» PROMPT: Each line below that holds the word "stone" counts toward the answer; reply with the total number only.

» MATERIAL SHOWN:

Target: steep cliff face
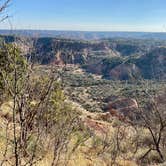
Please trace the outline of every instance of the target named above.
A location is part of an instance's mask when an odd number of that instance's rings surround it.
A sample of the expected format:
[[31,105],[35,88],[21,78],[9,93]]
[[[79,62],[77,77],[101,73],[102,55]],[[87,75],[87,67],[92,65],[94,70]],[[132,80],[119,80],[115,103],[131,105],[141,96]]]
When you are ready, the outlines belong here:
[[166,48],[158,47],[141,56],[136,65],[140,68],[142,76],[146,79],[166,78]]
[[34,39],[33,60],[41,64],[58,61],[64,64],[85,64],[91,54],[105,52],[109,54],[107,45],[103,42],[87,42],[68,39],[39,38]]
[[113,80],[166,79],[166,42],[133,39],[70,40],[5,37],[40,64],[78,64],[89,73]]
[[140,69],[132,63],[124,63],[121,57],[104,59],[87,67],[87,71],[102,75],[105,79],[129,80],[141,76]]
[[55,64],[80,64],[83,65],[87,62],[88,54],[86,52],[74,52],[74,51],[58,51],[55,55]]
[[140,74],[135,64],[120,64],[109,71],[108,78],[113,80],[138,79]]
[[166,79],[166,47],[156,47],[140,56],[108,57],[87,66],[87,71],[106,79]]

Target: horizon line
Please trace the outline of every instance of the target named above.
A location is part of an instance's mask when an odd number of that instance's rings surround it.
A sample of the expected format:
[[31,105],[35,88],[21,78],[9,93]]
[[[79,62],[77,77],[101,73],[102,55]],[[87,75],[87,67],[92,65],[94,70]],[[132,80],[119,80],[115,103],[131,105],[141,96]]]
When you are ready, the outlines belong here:
[[20,29],[20,28],[16,28],[16,29],[9,29],[9,28],[0,28],[1,31],[62,31],[62,32],[122,32],[122,33],[166,33],[163,31],[136,31],[136,30],[70,30],[70,29]]

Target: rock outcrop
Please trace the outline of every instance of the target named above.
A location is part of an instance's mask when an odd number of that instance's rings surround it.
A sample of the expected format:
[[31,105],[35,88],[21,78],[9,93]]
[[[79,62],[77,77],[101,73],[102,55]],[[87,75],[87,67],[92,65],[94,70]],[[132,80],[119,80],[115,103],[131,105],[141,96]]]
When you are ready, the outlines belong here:
[[107,111],[112,116],[117,117],[119,120],[126,121],[128,118],[137,118],[136,112],[138,110],[138,103],[135,99],[117,99],[110,102],[107,106]]

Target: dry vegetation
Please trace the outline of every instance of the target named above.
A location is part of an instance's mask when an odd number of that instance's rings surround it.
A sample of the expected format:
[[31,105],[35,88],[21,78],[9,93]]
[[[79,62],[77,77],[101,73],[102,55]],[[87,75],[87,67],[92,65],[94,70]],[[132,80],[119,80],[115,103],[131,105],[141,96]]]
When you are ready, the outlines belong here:
[[[92,59],[103,53],[95,52],[103,45],[82,44],[93,46]],[[1,166],[165,165],[165,80],[111,81],[80,65],[37,65],[18,45],[0,45]]]

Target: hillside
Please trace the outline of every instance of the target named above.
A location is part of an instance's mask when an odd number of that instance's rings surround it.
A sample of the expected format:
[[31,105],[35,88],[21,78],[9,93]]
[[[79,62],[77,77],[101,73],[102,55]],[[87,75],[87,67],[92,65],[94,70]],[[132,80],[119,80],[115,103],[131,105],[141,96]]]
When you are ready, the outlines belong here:
[[2,165],[165,164],[165,41],[1,41]]
[[17,41],[35,63],[79,65],[89,73],[112,80],[165,79],[165,41],[2,38],[7,42]]
[[166,166],[166,0],[0,0],[0,166]]

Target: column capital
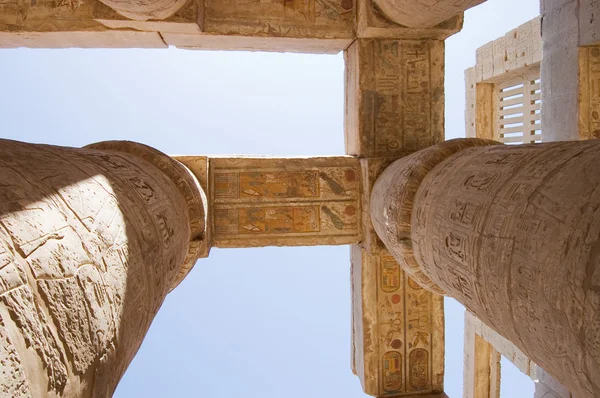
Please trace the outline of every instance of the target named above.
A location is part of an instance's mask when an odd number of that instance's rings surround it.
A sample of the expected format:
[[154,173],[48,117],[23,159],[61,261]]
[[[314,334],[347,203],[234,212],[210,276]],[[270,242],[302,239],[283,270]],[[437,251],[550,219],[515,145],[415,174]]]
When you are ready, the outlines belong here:
[[479,138],[455,139],[403,157],[379,176],[371,192],[370,213],[375,231],[404,271],[425,289],[444,294],[421,270],[413,252],[411,223],[415,196],[425,176],[438,164],[463,149],[500,145]]
[[192,270],[196,260],[200,257],[206,257],[206,253],[203,252],[209,250],[208,242],[205,239],[207,200],[200,183],[182,163],[148,145],[133,141],[102,141],[87,145],[84,148],[121,152],[144,159],[156,166],[177,186],[187,203],[190,242],[185,261],[171,286],[171,290],[173,290]]

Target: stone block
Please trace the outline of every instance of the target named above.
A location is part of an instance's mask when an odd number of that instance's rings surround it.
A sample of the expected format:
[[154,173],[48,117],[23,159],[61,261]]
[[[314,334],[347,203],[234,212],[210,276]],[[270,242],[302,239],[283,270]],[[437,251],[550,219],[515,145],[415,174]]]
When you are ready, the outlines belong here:
[[354,0],[204,0],[199,24],[223,36],[351,39]]
[[345,59],[347,154],[399,156],[443,141],[443,42],[358,39]]
[[215,247],[361,240],[358,159],[209,158],[208,172]]

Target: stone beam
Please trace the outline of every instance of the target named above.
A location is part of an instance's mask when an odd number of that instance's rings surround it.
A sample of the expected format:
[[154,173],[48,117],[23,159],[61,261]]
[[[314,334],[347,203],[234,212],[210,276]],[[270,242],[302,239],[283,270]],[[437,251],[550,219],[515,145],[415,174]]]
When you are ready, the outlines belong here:
[[356,38],[443,40],[462,15],[431,28],[388,20],[372,0],[40,0],[0,6],[0,48],[167,48],[334,54]]
[[214,247],[361,240],[358,159],[176,157],[206,187]]
[[542,131],[547,141],[600,138],[596,0],[542,3]]
[[599,162],[600,140],[453,140],[394,162],[370,204],[407,273],[417,264],[578,397],[600,394]]
[[108,397],[205,244],[203,192],[141,144],[0,142],[0,394]]
[[432,28],[486,0],[374,0],[381,12],[399,25]]
[[355,37],[353,0],[163,0],[151,5],[158,8],[116,0],[41,0],[26,6],[8,0],[0,8],[0,48],[177,46],[338,53]]

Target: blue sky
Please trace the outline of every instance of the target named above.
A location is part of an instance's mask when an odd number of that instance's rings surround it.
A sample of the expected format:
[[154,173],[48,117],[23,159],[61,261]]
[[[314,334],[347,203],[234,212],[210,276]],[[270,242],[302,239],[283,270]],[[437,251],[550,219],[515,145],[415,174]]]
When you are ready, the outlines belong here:
[[[519,13],[513,10],[519,10]],[[539,14],[489,0],[446,44],[446,135],[464,136],[475,49]],[[128,139],[169,154],[342,155],[335,56],[1,50],[2,138]],[[166,299],[115,397],[364,397],[350,370],[349,248],[213,249]],[[463,309],[446,300],[446,391],[462,393]],[[506,363],[506,361],[504,361]],[[503,397],[533,383],[503,367]]]

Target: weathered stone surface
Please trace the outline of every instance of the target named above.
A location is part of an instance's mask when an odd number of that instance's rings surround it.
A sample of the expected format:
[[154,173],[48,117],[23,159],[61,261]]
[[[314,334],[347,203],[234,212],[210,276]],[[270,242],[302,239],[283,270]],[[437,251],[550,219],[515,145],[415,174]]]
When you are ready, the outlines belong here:
[[373,0],[356,1],[356,36],[361,39],[433,39],[445,40],[462,29],[464,16],[456,15],[432,28],[411,28],[389,20]]
[[409,203],[399,187],[423,170],[403,237],[420,271],[575,396],[597,396],[600,141],[472,147],[434,167],[418,160],[461,142],[382,174],[371,198],[379,236],[410,271],[396,232]]
[[[361,10],[359,35],[365,17],[383,21]],[[379,26],[399,35],[417,31],[389,21]],[[443,43],[359,39],[345,56],[346,153],[361,157],[363,189],[362,241],[351,247],[353,370],[374,396],[441,392],[443,298],[405,275],[377,237],[368,209],[375,180],[393,160],[443,140],[443,96],[435,95],[443,90]]]
[[397,24],[432,28],[485,0],[374,0],[383,14]]
[[204,2],[203,32],[223,36],[351,39],[354,34],[354,0],[277,1],[248,0]]
[[209,158],[208,171],[213,246],[361,239],[358,159]]
[[594,15],[600,15],[600,2],[544,3],[541,75],[544,140],[600,138],[600,45],[598,23],[593,22]]
[[399,156],[444,139],[444,43],[358,39],[346,59],[346,153]]
[[542,2],[542,131],[545,141],[579,139],[578,0],[563,2],[560,6],[557,3],[555,0]]
[[466,311],[465,317],[470,319],[475,334],[481,336],[483,340],[491,344],[496,351],[511,361],[521,372],[533,379],[536,378],[535,371],[537,365],[523,351],[519,350],[511,341],[498,334],[470,312]]
[[0,3],[0,48],[177,46],[334,54],[355,37],[352,0]]
[[571,393],[539,366],[536,369],[534,398],[571,398]]
[[351,249],[354,370],[373,396],[442,392],[444,304],[387,250]]
[[223,36],[198,33],[161,32],[169,46],[185,50],[266,51],[310,54],[338,54],[352,39],[311,39],[272,36]]
[[0,392],[110,396],[189,271],[204,204],[140,144],[0,145]]
[[467,137],[541,141],[541,18],[481,46],[476,60],[465,70]]
[[463,398],[500,398],[500,353],[478,333],[477,322],[465,311]]
[[476,61],[476,83],[494,83],[539,68],[542,61],[541,17],[479,47]]
[[402,269],[421,286],[443,294],[417,263],[411,241],[415,196],[423,179],[447,157],[470,146],[493,145],[479,139],[451,140],[392,163],[371,191],[371,221],[377,234]]

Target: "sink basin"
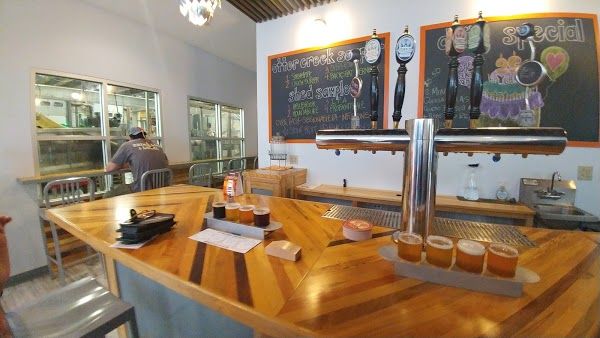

» THE COMPLETED TASK: 3